* WHAT NEEDS TO BE DONE: Please retype the entries below, from the line that contains "Please tag the manhole" through the line that contains "column 478, row 474", including both of those lines and nothing else.

* Location labeling records:
※
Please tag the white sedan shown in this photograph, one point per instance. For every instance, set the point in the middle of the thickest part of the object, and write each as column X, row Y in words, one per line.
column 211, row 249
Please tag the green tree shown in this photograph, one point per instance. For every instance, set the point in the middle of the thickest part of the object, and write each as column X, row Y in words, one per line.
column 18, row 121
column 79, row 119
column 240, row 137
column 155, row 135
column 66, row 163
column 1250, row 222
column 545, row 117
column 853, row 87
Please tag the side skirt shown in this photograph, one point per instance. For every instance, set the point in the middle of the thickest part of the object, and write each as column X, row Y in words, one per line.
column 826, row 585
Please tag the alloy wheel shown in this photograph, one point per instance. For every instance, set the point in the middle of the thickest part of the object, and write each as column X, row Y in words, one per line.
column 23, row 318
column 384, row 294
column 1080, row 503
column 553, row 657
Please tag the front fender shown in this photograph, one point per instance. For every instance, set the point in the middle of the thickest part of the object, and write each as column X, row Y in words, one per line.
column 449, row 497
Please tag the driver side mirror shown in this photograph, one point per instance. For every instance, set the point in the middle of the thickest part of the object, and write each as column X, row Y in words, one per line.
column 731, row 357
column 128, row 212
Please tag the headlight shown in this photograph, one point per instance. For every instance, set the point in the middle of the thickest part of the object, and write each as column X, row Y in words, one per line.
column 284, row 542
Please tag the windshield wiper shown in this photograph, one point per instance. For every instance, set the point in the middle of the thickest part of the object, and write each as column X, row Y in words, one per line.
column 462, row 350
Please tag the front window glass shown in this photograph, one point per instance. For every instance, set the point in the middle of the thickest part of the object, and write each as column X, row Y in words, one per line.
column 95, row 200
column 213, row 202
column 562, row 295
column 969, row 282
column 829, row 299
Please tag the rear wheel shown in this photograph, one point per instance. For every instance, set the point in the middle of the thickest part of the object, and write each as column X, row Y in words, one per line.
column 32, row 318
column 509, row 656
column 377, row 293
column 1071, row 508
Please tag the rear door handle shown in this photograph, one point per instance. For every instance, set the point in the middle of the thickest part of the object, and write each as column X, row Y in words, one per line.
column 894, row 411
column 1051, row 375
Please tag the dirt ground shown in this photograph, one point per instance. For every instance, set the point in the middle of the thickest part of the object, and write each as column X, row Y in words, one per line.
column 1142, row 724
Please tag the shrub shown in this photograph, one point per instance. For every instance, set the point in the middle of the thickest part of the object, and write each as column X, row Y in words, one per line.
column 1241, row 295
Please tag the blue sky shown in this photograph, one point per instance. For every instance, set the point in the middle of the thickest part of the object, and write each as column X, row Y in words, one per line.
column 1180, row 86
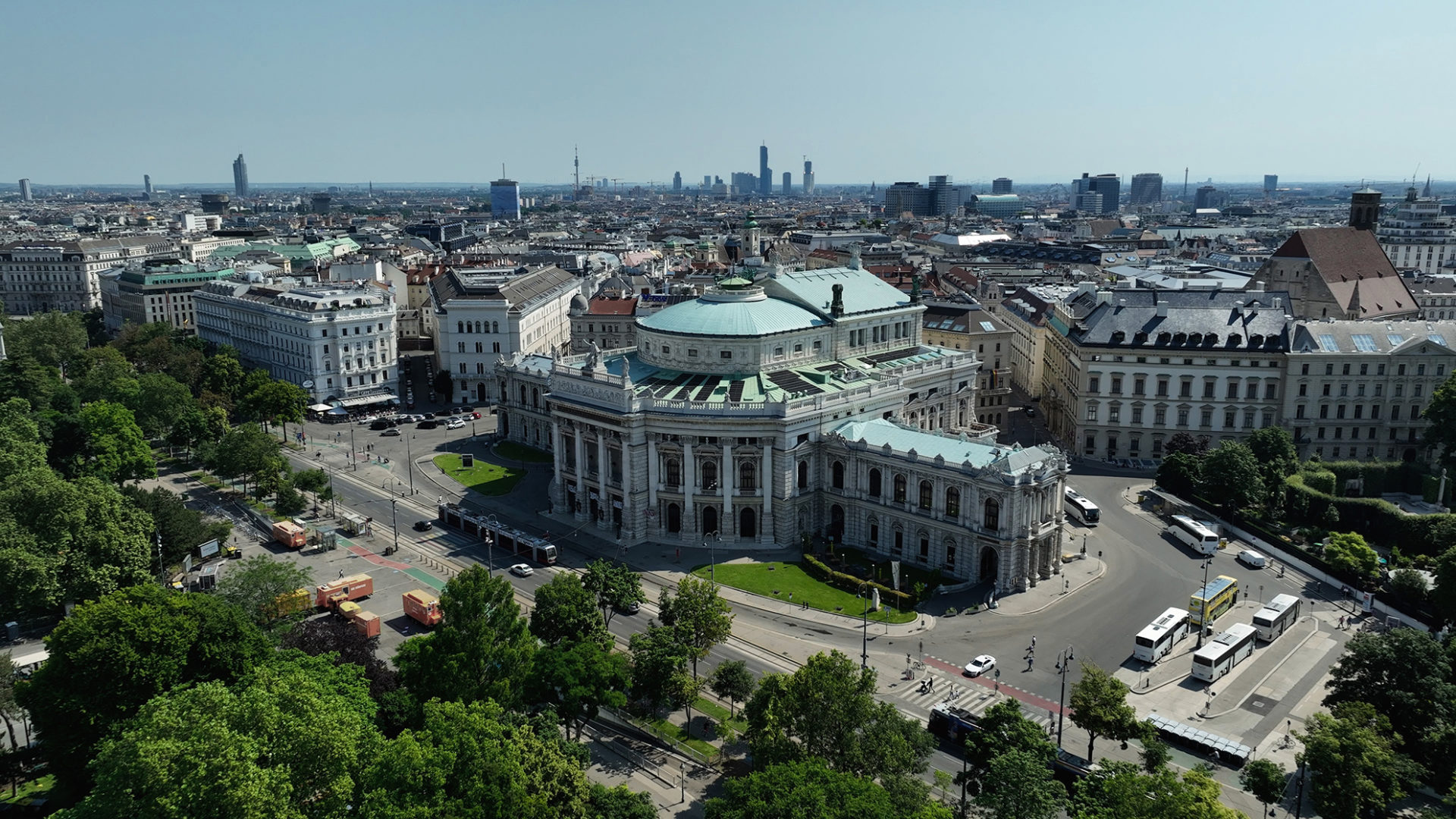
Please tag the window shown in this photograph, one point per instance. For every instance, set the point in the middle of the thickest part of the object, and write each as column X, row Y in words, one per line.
column 992, row 516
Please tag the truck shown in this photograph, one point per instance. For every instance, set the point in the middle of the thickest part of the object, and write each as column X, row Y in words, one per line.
column 290, row 534
column 366, row 623
column 353, row 588
column 422, row 607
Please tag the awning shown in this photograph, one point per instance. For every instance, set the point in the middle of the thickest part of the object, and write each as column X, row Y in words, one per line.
column 364, row 400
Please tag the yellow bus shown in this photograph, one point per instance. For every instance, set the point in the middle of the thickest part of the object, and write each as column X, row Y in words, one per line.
column 1213, row 599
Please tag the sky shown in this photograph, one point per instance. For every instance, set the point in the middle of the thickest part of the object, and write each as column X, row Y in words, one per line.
column 435, row 91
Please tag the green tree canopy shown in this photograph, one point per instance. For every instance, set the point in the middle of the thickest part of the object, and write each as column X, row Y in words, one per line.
column 699, row 617
column 289, row 741
column 1100, row 707
column 473, row 761
column 808, row 789
column 108, row 657
column 482, row 651
column 827, row 710
column 566, row 613
column 1350, row 554
column 1353, row 763
column 115, row 449
column 1231, row 477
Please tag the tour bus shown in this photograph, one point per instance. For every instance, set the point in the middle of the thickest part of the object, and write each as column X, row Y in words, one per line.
column 1199, row 537
column 1161, row 635
column 1216, row 598
column 1276, row 615
column 1082, row 509
column 1223, row 651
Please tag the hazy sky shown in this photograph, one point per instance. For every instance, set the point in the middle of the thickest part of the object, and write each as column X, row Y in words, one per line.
column 422, row 91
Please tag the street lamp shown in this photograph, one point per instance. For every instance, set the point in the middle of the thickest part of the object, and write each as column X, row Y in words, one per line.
column 1203, row 615
column 1063, row 665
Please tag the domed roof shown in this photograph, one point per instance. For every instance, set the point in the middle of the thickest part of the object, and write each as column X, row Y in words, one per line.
column 734, row 314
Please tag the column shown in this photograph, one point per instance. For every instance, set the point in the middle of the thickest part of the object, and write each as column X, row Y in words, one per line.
column 689, row 484
column 582, row 471
column 727, row 523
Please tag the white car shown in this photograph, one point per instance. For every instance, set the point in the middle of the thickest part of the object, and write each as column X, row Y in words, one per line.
column 981, row 665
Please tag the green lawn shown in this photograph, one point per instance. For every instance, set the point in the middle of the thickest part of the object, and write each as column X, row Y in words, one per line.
column 485, row 479
column 783, row 579
column 513, row 450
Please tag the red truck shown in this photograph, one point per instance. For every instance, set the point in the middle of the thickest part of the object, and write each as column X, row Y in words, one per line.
column 422, row 607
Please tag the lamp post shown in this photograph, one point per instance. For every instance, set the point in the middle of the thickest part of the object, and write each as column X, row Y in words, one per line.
column 1063, row 665
column 1203, row 615
column 864, row 627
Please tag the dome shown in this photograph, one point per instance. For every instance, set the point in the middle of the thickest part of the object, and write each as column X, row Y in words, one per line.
column 734, row 312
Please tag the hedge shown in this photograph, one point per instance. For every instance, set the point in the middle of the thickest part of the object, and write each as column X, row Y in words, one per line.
column 849, row 583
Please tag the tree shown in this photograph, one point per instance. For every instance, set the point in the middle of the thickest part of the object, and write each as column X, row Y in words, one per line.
column 1021, row 787
column 1405, row 673
column 699, row 615
column 580, row 678
column 473, row 760
column 1353, row 761
column 615, row 586
column 108, row 657
column 733, row 681
column 827, row 710
column 289, row 741
column 810, row 789
column 115, row 449
column 1180, row 474
column 1347, row 553
column 1264, row 780
column 258, row 582
column 565, row 613
column 482, row 651
column 1231, row 477
column 1100, row 707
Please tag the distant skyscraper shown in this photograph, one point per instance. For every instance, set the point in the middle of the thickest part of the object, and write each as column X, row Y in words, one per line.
column 239, row 178
column 506, row 199
column 1147, row 188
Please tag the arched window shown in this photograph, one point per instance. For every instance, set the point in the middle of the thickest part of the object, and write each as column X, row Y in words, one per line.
column 992, row 518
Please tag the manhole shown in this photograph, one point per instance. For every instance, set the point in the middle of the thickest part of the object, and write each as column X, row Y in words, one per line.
column 1260, row 706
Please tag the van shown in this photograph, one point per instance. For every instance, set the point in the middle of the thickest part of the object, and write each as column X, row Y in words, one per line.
column 1253, row 558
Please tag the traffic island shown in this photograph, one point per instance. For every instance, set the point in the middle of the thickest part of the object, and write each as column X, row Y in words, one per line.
column 478, row 474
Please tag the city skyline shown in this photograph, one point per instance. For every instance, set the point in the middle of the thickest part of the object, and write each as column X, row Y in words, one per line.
column 1291, row 79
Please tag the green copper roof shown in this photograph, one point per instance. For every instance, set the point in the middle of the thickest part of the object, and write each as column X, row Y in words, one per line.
column 739, row 318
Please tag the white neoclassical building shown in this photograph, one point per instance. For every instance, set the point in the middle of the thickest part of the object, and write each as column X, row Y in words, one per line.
column 799, row 403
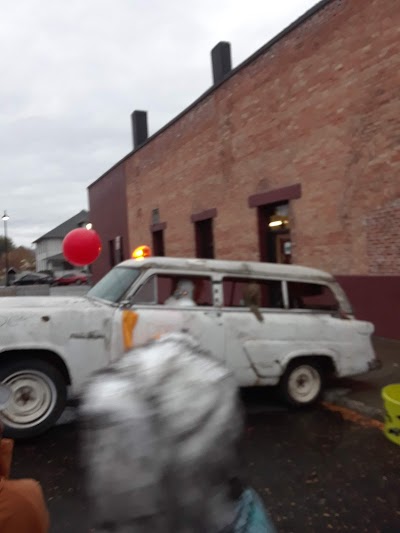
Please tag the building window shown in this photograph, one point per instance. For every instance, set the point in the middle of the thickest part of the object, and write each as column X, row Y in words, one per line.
column 204, row 238
column 115, row 251
column 158, row 243
column 274, row 233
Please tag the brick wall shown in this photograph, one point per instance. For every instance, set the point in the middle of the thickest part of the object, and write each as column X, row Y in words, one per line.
column 320, row 107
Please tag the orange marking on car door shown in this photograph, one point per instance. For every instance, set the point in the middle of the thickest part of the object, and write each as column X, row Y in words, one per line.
column 129, row 321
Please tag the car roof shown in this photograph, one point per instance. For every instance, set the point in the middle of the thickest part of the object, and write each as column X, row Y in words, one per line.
column 230, row 267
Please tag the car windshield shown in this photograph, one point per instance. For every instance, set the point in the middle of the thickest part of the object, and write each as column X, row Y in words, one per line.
column 114, row 284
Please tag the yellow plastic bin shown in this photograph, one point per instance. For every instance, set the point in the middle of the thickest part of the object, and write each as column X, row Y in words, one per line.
column 391, row 398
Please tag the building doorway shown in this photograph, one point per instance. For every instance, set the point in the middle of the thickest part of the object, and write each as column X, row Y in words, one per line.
column 274, row 233
column 158, row 243
column 204, row 238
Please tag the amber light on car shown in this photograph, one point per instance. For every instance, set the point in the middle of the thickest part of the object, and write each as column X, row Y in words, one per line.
column 141, row 252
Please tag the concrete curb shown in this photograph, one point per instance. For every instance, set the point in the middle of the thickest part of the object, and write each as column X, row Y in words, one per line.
column 340, row 397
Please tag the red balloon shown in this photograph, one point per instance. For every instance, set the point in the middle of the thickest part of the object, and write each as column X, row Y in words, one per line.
column 81, row 246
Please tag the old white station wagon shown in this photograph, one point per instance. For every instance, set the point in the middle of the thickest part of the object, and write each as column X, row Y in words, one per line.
column 271, row 324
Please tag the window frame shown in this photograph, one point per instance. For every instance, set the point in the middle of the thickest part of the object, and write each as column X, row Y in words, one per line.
column 173, row 273
column 312, row 311
column 254, row 278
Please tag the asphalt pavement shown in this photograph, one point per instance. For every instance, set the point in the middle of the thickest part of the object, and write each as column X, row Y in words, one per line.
column 315, row 470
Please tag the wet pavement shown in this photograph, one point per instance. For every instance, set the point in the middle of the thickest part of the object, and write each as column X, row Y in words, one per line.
column 315, row 471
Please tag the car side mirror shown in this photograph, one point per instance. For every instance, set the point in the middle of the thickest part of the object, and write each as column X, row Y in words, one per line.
column 125, row 304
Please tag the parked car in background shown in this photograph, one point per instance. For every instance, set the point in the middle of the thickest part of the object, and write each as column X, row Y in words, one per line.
column 72, row 278
column 33, row 278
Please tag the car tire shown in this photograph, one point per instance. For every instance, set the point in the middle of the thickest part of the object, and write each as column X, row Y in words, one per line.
column 39, row 395
column 302, row 383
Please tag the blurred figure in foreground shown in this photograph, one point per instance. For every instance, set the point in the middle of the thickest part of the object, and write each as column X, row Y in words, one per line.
column 161, row 431
column 22, row 505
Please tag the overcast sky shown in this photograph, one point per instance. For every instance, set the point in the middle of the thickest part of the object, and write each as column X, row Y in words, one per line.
column 73, row 71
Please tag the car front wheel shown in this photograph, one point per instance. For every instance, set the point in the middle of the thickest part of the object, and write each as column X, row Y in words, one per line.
column 302, row 383
column 38, row 397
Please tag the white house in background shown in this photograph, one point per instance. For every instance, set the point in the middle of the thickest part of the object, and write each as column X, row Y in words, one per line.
column 48, row 251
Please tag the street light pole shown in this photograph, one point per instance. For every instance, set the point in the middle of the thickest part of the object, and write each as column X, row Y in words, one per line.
※
* RESULT FOR THIS TASK:
Please tag the manhole shown in this photograph, one point per instance. For every instance, set the point in the middle of the thickest part of the object, and write each as column X, row Y in words, one per line.
column 1260, row 706
Please tag the van shown in this photograph, one point per instance. For every instance, set the point in the middle of the thickest part of the object, and write each as column X, row Y in words, one per line.
column 1253, row 558
Please tag the traffic island shown in this photograph, one point per instance. For every instance, set the point in the middle of the thickest part of the object, and write each as column X, row Y in words, one per line.
column 478, row 474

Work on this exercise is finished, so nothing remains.